**ページ本文:**
□ □ □ □ □

私は意味のないことにこそ、意味があると思っている。

私の仕事は研究開発だ。世の中にない新しいものを発明し、形作って手元に届ける。便利なモノを作っている。それは時代の最先端だ。様々な機能が搭載されており、簡単に作れるものではない。私の取り組みは価値があると捉える人もいる。貴重であると捉える人もいる。私自身やりがいを感じる。意味があることだと言うことができる。

意味のあることを取り組んできた中で、思うことがある。意味のないことにこそ、意味はある。意味のないことは、私の種になってきた。それではその”意味のないこと”とはなんであろう。

私はサラリーマン生活の中でいわゆる無職だったことがある。半年程度、無職だった。そして、その際に大学受験をしている。芸術に関する大学だ。しかし、受験時に私は次の勤め先を決めていた。働き始めようとしている時に、大学受験して合格し、見送った過去がある。なお、その入試の合格率は低い。狭き門に入れたが、入学しなかった。

私は無職当時、これから先のことを決めていなかった。宙ぶらりんの状態であった。その時に、好きだった絵を描いていた。それを生活の中心として貯金を切り崩して生活していた。そんなとき、同級生の友達が医学部受験するため、高校にセンター試験の申し込み?か卒業証明書?を取りに行った。随分前のことなので、なんのために高校に行ったのかは忘れてしまったが、センター試験を受験するために必要なモノを手に入れた。その日、一緒に遊んでいた私もその時に一緒に手に入れて大学受験することにした。そういった、流れの中で受験をした。

その当時、私は先のことは決めていなかったが、貯金がみるみる減っていった。そろそろ貯金が0になるということで、転職活動をして次の勤め先を決めた。そんな中で受験日があり、合格発表時にはもう新しい会社で働いていた。

□ □ □ □ □

**課題 A:** 意味のないことについての文章から、「私は意味のないことにこそ、意味があると思っている。」から「ることだと言うことができる。」までの部分をそのまま書き写してください。
**課題 B:**
意味のないことについての文章を読んで、次の問いに答えてください。
(i) 筆者の仕事は何か。
(ii) 筆者が無職だった期間はどのくらいか。
(iii) 筆者が受験したのは何に関する大学か。
**課題 C:** 意味のないことについての文章を、最後の文の後から書き継いでください。

**提供データ:**
□ □ □ □ □

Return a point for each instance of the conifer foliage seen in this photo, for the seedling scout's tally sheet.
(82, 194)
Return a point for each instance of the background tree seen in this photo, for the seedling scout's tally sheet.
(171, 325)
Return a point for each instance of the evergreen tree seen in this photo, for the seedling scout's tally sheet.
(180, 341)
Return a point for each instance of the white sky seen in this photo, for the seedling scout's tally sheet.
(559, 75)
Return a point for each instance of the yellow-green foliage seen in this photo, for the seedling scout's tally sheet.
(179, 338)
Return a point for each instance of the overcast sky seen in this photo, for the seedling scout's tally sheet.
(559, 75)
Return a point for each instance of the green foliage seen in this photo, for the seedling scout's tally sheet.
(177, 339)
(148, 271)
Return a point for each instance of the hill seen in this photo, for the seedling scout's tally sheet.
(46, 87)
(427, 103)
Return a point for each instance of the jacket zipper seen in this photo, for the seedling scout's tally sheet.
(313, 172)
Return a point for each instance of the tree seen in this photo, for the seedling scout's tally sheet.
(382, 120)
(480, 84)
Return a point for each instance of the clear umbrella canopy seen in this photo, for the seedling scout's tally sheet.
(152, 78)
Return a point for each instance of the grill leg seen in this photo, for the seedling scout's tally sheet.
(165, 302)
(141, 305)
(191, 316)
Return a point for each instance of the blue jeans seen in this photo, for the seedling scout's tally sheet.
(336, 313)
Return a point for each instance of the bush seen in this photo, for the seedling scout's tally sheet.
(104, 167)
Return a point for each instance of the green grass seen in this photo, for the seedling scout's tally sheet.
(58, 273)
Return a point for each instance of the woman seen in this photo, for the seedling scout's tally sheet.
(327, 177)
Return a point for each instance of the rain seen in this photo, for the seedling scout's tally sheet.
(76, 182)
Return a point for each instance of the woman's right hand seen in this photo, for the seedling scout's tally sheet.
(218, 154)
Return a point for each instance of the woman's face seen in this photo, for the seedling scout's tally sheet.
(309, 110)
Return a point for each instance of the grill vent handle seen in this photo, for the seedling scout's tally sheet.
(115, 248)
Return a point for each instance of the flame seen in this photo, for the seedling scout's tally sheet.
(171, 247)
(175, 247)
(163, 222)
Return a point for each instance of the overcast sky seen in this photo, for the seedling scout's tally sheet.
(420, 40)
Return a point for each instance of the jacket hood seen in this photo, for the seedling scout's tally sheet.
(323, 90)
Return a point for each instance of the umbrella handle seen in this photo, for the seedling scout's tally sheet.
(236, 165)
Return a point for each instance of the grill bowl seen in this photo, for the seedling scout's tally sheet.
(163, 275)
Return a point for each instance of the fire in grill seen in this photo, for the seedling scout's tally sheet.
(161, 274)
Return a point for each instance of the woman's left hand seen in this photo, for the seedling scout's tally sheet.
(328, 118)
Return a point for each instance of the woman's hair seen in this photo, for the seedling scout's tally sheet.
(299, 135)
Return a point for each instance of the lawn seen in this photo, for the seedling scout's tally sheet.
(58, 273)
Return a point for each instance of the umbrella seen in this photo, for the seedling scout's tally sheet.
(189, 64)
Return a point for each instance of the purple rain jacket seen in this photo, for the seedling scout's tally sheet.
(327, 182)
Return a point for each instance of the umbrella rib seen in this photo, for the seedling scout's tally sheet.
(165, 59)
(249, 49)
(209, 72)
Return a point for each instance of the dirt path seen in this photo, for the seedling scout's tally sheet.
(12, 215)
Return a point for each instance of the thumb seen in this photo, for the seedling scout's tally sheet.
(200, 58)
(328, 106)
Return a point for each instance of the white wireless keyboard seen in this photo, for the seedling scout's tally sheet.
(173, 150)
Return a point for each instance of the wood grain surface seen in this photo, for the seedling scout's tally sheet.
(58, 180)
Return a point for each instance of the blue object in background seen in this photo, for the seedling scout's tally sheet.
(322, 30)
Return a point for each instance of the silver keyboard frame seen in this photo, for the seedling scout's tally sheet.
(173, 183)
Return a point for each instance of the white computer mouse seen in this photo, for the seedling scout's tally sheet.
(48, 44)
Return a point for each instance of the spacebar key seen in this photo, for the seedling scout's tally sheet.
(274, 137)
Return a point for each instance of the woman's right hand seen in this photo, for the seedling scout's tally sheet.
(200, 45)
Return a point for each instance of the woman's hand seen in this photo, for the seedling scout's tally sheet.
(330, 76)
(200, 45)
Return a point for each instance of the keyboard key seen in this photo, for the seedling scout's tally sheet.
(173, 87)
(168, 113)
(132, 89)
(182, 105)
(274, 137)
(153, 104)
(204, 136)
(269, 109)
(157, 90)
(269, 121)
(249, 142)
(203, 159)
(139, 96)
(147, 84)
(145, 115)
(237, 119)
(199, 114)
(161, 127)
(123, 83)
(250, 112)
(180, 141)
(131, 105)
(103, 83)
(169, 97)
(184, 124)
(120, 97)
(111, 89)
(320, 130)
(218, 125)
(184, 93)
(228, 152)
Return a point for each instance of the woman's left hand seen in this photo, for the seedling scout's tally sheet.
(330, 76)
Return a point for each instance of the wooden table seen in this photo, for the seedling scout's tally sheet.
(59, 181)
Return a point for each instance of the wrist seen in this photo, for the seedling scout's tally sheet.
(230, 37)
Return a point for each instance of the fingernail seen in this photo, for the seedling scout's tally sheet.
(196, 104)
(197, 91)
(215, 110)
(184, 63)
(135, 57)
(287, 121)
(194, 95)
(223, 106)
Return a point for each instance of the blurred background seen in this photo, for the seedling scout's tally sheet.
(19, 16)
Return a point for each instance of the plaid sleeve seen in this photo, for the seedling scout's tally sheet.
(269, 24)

□ □ □ □ □

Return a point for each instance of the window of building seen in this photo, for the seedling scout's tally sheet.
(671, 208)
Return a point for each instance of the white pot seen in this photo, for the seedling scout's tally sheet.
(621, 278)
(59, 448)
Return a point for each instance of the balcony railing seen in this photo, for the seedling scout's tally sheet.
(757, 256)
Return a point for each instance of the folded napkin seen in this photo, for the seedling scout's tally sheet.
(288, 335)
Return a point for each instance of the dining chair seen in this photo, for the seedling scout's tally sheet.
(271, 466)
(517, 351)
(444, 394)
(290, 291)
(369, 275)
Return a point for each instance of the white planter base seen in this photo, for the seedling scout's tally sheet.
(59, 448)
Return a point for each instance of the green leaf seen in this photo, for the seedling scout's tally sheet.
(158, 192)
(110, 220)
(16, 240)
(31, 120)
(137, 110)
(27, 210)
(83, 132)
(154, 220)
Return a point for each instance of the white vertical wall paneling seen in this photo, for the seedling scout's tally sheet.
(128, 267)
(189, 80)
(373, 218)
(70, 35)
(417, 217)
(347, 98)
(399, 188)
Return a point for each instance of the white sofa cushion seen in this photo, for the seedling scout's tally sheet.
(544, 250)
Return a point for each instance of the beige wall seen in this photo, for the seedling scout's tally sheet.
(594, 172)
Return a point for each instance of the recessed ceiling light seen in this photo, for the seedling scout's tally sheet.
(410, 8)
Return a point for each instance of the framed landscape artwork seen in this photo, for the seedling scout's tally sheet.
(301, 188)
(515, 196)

□ □ □ □ □

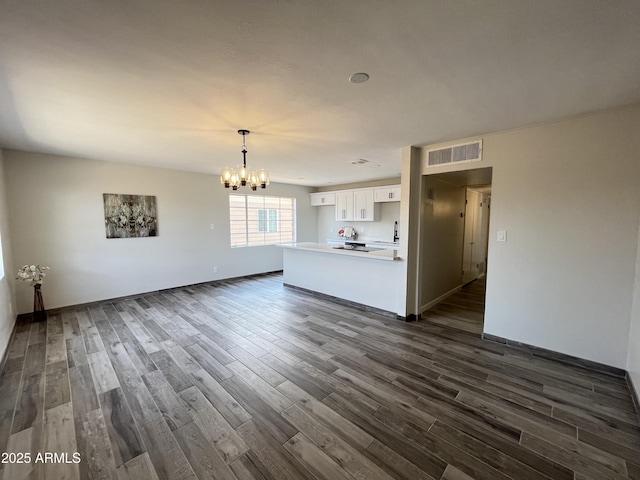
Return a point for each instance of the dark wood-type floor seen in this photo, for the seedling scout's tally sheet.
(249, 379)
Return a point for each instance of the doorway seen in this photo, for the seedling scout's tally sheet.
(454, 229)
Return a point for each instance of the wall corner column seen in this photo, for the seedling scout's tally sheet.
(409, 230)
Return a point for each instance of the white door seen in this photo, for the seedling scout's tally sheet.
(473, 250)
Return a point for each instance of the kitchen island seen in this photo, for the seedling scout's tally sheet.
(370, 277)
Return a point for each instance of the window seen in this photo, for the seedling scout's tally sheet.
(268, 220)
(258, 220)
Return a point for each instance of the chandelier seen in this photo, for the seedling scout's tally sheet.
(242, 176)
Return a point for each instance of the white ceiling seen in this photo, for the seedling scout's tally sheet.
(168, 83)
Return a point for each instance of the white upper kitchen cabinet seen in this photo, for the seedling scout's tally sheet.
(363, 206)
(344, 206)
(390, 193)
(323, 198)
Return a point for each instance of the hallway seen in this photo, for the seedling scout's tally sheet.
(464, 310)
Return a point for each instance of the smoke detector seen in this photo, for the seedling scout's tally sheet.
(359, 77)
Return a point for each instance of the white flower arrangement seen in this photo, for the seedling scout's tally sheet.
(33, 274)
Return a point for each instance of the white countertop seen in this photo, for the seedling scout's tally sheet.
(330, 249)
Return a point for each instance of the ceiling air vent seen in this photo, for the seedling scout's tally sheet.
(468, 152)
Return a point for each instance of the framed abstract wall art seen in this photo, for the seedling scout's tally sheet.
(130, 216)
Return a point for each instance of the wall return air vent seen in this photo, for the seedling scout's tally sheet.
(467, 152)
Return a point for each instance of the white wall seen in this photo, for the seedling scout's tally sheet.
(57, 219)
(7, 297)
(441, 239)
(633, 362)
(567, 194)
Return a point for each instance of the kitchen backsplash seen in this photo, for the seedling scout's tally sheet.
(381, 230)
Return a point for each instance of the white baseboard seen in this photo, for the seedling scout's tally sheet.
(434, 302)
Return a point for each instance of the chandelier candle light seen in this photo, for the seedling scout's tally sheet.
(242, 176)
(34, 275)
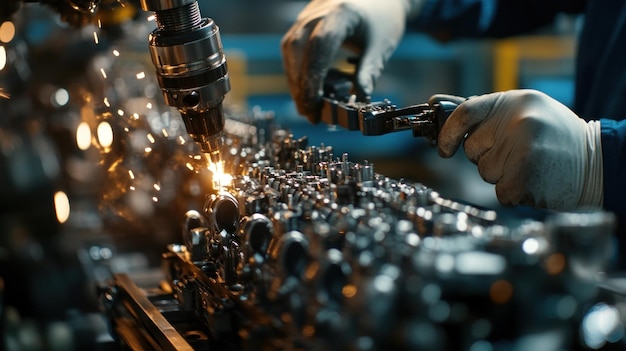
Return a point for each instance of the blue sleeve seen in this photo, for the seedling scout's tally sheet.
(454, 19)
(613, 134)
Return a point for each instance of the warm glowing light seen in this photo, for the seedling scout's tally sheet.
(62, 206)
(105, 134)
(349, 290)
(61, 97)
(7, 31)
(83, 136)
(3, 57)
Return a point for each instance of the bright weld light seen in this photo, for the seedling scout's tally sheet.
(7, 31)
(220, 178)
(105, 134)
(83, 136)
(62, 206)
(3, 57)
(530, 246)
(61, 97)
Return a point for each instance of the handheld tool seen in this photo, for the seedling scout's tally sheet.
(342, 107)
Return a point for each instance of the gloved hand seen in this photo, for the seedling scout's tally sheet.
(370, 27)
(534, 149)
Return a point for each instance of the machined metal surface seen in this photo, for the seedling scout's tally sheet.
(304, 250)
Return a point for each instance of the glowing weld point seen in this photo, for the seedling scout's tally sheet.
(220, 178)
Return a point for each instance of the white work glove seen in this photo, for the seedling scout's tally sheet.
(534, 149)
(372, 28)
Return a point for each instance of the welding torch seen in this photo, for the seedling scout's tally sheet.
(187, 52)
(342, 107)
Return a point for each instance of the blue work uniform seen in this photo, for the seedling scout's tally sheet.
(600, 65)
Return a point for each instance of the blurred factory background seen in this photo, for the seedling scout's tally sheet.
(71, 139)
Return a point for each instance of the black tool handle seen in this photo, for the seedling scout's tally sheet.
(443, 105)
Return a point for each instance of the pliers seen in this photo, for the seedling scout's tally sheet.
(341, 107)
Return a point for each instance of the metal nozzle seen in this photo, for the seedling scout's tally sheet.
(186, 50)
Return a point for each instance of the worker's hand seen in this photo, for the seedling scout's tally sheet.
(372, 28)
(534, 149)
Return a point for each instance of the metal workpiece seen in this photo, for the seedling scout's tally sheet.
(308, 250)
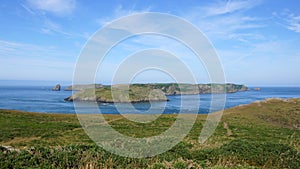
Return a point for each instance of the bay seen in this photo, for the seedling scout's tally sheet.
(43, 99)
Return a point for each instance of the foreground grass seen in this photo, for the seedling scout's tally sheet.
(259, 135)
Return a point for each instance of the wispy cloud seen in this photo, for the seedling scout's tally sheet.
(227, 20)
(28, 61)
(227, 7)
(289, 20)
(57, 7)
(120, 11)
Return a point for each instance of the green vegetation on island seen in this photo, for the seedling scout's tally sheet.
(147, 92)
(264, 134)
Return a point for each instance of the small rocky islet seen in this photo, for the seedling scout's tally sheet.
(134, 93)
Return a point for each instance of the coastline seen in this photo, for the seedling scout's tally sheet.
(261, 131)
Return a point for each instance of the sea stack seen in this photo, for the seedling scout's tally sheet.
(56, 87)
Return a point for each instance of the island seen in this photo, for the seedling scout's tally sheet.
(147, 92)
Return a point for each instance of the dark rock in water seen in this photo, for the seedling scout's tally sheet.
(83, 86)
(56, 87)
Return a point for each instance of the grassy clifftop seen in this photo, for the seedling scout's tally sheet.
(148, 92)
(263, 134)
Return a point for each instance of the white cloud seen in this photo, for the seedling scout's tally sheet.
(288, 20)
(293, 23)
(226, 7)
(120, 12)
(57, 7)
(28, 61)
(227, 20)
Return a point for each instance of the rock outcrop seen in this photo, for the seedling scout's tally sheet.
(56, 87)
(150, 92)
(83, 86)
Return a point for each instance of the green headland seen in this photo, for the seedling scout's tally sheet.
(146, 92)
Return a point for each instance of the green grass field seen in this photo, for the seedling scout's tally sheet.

□ □ □ □ □

**解答 A:**
私は意味のないことにこそ、意味があると思っている。

私の仕事は研究開発だ。世の中にない新しいものを発明し、形作って手元に届ける。便利なモノを作っている。それは時代の最先端だ。様々な機能が搭載されており、簡単に作れるものではない。私の取り組みは価値があると捉える人もいる。貴重であると捉える人もいる。私自身やりがいを感じる。意味があることだと言うことができる。

**解答 B:**
(i) 研究開発
(ii) 半年程度
(iii) 芸術に関する大学

**解答 C:**
この一連のことは”意味のないこと”をしたとも捉えられる。なぜ、そんな行動をしたのか。本当に行きたくてたまらない人がいるのに、失礼ではないのか。真剣な人に対して失礼ではないのか。私が高校生の受験生なら、このような人がいたら怒る。なんだこいつと思う。なお、私は受験に対して真剣に受けた。他の受験生と何も変わらない。しかし、状況はユニークだった。自分の人生に対して、計画しなかった結果、支離滅裂な状態となった。

私が先々のことを考えられないわけではない。研究開発、ものづくりは先々のことを計画することから始まる。いつ頃市場に出すかを決め、要件を決めて逆算して仕様をおこし、部品を買い、ものを作って、不具合がないか確かめる。ものづくりは適当では動かないので、全体を見通し細かいところまで作り込む。そこでは、やってみたらできた。なんてことはない。理屈がある。根拠がある。適当ではできない。

なぜ、そのような意味のないことをしたのかと言えば、自分にとって必要だからと感じたためだ。それまでの私は、人生をレールの上に沿って生きてきた。随所の進路選択は確かに自分で行なってきたのだが、どこか不安だった。自分に自信がなかった。人生に悩み、これから先のことに悩んでいた。だからこそ、挑戦した。私にとってはそれは人生の門出だった。

なお、受験に合格して入学を見送る人はいる。他の大学に合格したからという形が多いが、私は大学に行かずに再就職という形を取っただけである。外から見れば、補欠合格した人がいる、という事実に変わりない。

思い返すと、私にとってこの"意味のないこと"は意味があった。自分とは何かを散々考え、芸術における表現に悩んだ。芸術という、私がこれまでやってきたこととは畑違いなことを真剣に取り組むことで、私は私に向き合った。

今私は休職している。私の家族は、無職当時、私が絵に打ち込んでいたことを知っている。その状態を気が狂っていたと話す。ちゃんとまた就職してくれてよかったと話す。私の今の状態を家族に話していないが、復帰するように言うのではないかと思う。人から見れば意味のないことは、私にとっては意味があった。そうして、私は今、記事をあれこれ書くことに夢中になり、これから先のことを当時と同様計画せずに生活している。今を楽しんでいる。

意味のないことは意味がある。遠回りほど後から振り返ると近道になっている。私をより豊かにした。